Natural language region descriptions
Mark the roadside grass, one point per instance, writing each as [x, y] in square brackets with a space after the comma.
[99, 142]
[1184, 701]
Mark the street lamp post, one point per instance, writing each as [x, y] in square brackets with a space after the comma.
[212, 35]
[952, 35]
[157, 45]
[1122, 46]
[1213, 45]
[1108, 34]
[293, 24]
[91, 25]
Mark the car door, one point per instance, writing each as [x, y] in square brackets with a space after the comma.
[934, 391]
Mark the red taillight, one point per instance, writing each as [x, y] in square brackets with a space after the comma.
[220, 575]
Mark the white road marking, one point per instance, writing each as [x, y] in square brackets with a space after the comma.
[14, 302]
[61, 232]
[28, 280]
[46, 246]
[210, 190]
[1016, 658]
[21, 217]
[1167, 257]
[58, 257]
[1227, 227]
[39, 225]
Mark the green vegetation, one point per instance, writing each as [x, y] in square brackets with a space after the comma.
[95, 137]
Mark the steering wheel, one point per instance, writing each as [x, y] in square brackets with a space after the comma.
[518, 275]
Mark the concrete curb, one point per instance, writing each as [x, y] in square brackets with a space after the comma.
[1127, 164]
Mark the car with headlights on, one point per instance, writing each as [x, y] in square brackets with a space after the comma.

§ Action item:
Please output exactly the lines from the one containing "Mark the green" through the end of the records, both included.

§ Written answer:
Mark the green vegetation, one point per instance, writing each as [x, y] in square brackets with a space after the comma.
[95, 137]
Mark the steering wheel, one point per instance, writing each as [x, y] in square brackets with a space after the comma.
[518, 275]
Mark the concrete curb, one point per instance, writing each as [x, y] in square brackets with a space after the comma.
[1127, 164]
Mark the car with headlights on, one point per instance, writing each as [x, y] in square brackets with a space after the comma.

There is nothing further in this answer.